Excerpt:

## Start

In this work, we use mathematics tools and real measured distance values to generate a database of the location data at different coordinates of the testing zone.

Based on our observation, there is a linear relationship between the measured distance and the real distance between an anchor node and a mobile target. This relationship can be described by eq. 1, where $d_{real}$ and $d_{test}$ represent the real and test distance between an anchor node and the target, respectively, and $a$ and $b$ are two real values.

To determine the values of $a$ and $b$, at least two reference points with known coordinates are required. The $d_{real}$ is known for two reference points based on coordinates, and the distance $d_{test}$ from each reference point to an anchor node can be measured during the experiment. By applying data into eq. 1, we can calculate the values of $a$ and $b$. In our work, to minimize the error between the measured distance and real distance, we do the experiment several hundreds times to get the values of $a$ and $b$. Based on these values and eq. 1, we can be then generate training database for our developed BP neural network.

In this project, we used a UWB hardware system to determine the location of the target node. The coordinate for each location of the target node is computed via geometric calculation based on collected TOA distance data. The system is illustrated in Fig. 5.

The system consists of four UWB devices, three of which are anchors nodes, i.e., A0, A1, and A2 with known locations. The testing zone is of size 2x1 meters. Another UWB device is used as a mobile target node. Based on the TOA technique, the distances from the target node to all the three anchor nodes,i.e, d0, d1, d2 can be measured.

After data collection, the trilateration method is used to determine the location coordinate of the target node based on the distance measurements. The calculated coordinate is then compared with the known coordinate. The distance between these two coordinates can be calculated and utilized as a measurement of system performance.

A flow chart of the training model in the distance database generation process is described in Fig. 6.

As shown in the flow chart, the coordinates for pre-set points are declared in the beginning of the process. Based on the distance measurements from the target node at each pre-set point to all anchor nodes, the values of $a$ and $b$ of eq. 1 can be determined. These values are then used for generating distance database for the entire testing zone.

Fig. 7 illustrates the flow chart for the entire positioning process.

The overall positioning process can be divided into five steps. In the first step, the coordinates of three anchor points are declared. Apart from that, the data measurements are loaded to program memory before starting to execute following steps. In the second step, the trilateration method is used to calculate the location of the target node. (This is the performance of positioning system without using the neural network). In the third step, the loaded data for both training and testing are assigned to corresponding input and output sets before feeding to the neural network module. In the fourth step, all training and testing data needs to be normalized so that all data can be unified in the same level of magnitude. The last step is to build the BP neural network, training and testing the location of the target node based on the BP neural network.

## End

Task list:
(1) Retype the UWB positioning excerpt between "After data collection, the" and "entire testing zone.", inclusive.
(2) According to the UWB positioning excerpt, what is the size of the testing zone?
(3) Proceed with the UWB positioning excerpt, picking up after its final sentence.

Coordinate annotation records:
## Start

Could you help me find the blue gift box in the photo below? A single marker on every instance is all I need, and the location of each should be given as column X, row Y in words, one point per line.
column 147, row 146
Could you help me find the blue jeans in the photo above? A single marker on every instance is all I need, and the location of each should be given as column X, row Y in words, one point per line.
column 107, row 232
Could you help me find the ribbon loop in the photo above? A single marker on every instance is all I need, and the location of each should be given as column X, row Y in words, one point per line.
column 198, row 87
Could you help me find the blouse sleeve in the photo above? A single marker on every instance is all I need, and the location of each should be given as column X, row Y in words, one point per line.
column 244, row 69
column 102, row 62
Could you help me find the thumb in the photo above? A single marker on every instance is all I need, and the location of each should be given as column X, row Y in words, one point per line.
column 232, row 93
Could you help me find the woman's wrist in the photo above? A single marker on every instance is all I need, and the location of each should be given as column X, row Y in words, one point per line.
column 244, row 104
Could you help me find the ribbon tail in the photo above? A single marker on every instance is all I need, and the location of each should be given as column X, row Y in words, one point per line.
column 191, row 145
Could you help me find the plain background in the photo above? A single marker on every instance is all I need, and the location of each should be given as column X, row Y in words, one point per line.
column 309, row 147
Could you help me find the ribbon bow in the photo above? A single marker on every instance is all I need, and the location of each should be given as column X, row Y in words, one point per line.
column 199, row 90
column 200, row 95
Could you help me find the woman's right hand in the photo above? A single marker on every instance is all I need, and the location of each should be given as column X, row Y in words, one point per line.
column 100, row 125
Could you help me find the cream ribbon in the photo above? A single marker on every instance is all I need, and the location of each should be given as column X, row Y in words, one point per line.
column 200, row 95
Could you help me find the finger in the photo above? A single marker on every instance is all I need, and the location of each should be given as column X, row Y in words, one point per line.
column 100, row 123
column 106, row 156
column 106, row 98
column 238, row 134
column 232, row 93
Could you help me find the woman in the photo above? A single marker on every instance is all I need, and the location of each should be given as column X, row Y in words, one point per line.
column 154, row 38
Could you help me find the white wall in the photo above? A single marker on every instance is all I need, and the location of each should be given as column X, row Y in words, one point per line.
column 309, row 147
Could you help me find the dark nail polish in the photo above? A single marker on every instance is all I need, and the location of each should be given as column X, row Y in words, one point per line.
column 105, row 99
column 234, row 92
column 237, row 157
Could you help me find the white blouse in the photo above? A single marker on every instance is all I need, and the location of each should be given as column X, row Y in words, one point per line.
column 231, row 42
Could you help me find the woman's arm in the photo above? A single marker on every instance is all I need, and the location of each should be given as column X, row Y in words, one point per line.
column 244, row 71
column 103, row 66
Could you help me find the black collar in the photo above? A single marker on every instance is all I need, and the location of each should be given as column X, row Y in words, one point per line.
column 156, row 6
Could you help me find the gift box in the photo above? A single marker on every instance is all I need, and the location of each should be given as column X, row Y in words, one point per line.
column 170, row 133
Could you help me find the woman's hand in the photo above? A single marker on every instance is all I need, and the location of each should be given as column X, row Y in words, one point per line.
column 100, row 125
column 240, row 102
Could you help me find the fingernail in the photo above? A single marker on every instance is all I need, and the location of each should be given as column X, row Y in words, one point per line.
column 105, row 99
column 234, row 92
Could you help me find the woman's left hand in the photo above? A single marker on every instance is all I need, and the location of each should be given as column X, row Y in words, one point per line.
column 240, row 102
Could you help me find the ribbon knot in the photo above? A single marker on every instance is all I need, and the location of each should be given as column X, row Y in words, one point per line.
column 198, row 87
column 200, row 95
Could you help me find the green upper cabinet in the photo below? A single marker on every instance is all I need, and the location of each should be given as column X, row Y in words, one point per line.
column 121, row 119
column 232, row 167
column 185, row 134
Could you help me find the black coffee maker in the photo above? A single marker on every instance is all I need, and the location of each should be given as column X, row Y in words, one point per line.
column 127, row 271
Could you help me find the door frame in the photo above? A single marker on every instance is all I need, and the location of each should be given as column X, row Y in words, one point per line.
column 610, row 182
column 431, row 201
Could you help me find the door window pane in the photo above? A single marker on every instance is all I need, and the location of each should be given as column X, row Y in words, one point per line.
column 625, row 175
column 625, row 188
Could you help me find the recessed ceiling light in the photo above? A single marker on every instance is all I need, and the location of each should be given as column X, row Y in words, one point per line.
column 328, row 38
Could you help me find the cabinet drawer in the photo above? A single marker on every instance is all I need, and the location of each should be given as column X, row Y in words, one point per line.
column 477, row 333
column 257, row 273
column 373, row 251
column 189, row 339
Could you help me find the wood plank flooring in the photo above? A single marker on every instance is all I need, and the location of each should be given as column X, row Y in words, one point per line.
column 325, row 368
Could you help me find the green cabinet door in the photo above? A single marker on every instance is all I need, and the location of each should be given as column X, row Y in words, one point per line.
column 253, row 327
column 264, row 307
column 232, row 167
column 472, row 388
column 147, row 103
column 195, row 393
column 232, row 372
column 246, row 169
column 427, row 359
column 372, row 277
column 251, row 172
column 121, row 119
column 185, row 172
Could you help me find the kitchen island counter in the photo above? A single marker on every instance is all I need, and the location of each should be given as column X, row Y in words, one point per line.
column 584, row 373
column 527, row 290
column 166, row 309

## End

Results for the exercise:
(1)
After data collection, the trilateration method is used to determine the location coordinate of the target node based on the distance measurements. The calculated coordinate is then compared with the known coordinate. The distance between these two coordinates can be calculated and utilized as a measurement of system performance.

A flow chart of the training model in the distance database generation process is described in Fig. 6.

As shown in the flow chart, the coordinates for pre-set points are declared in the beginning of the process. Based on the distance measurements from the target node at each pre-set point to all anchor nodes, the values of $a$ and $b$ of eq. 1 can be determined. These values are then used for generating distance database for the entire testing zone.

(2) 2x1 meters

(3)
There are six points selected and tested during the experiments. We observed that when real distance is longer than 1000 mm, the measured distance is always greater than the actual real distance. Therefore, measurement calibration is introduced in order to compensate the errors. We scale down the measured data to $K$ percent of its original value if the original value is greater than 1000 mm, where $K$ is set to 90, 85, and 80 respectively. The calibrated data is then passed to the Trilateration module as well as the BP neural network module for calculating the target node’s coordinate. We then calculate the distance error between each reference point and the calculated target point. The results for the Trilateration method and the BP Neural Network method are shown in Figs. 8 and 9, repectively.

From Fig.8 we can see, measurement calibration can improve the error performance for the system using conventional trilateration methods. With the enhancement of calibration, the mean error distance of most of testing points decrease, which means that the accuracy of the positioning system is improved. However, for the system using the BP Neural Network method, the error performance does not improve as shown in Fig. 9. One probable explanation is that the suggested calibration procedure is so radical that some of the measured data’s properties are over-corrected and the basic learning algorithm with the BP neural network is highly referring on the typical characteristics of data. On the other hand, by comparing the results in both Figs. 8 and 9, it is clear that the positioning system using the BP neural network provides better performance than the system based on conventional trilateration methods.

Although measurement calibration method tested in the project generally improves error performance of the positioning system, this method is not reliable in a general situation due to its limitations. First, this calibration method can lead to over correction issues, which can be verified by the results of testing point (250, 500), (750, 500), and (750, 1500) in Fig. 9. With the enhancement of calibration, the mean error distance increased, which means the BP neural network is misled by over corrected training data. second, in a general situation, measured error can be caused due to various of factors. The effect of self-defect of equipment can only be one of the major factors. The interference of operation environment, the different complexity of testing field can also impact the final accuracy of positioning system. Therefore, this measurement calibration method can be hardly applied to a general case in practice.

As described in Section III, the coalescent training is an approach which integrates the features of both the TDT and TNT methods. By applying this approach to the BP neural network, we obtain the following results shown in Fig. 14

To observe the performance of the system intuitively, there are six plots generated and shown in Fig. 15 based on the obtained results. The precise position coordinate of each individual testing point is represented by the red dot in the Figure. The dark blue region for each testing point represents the mean error range using the BP neural network algorithm for positioning. On the other hand, the bright blue region represents the mean error range using the trilateration method. It can be seen from Figs. 14 and 15 that the CT-based BP neural network brings a significant improvement on positioning accuracy. Compared to the conventional trilateration method, the CT-based BP neural network approach brings about 73 percent improvement on system accuracy in average.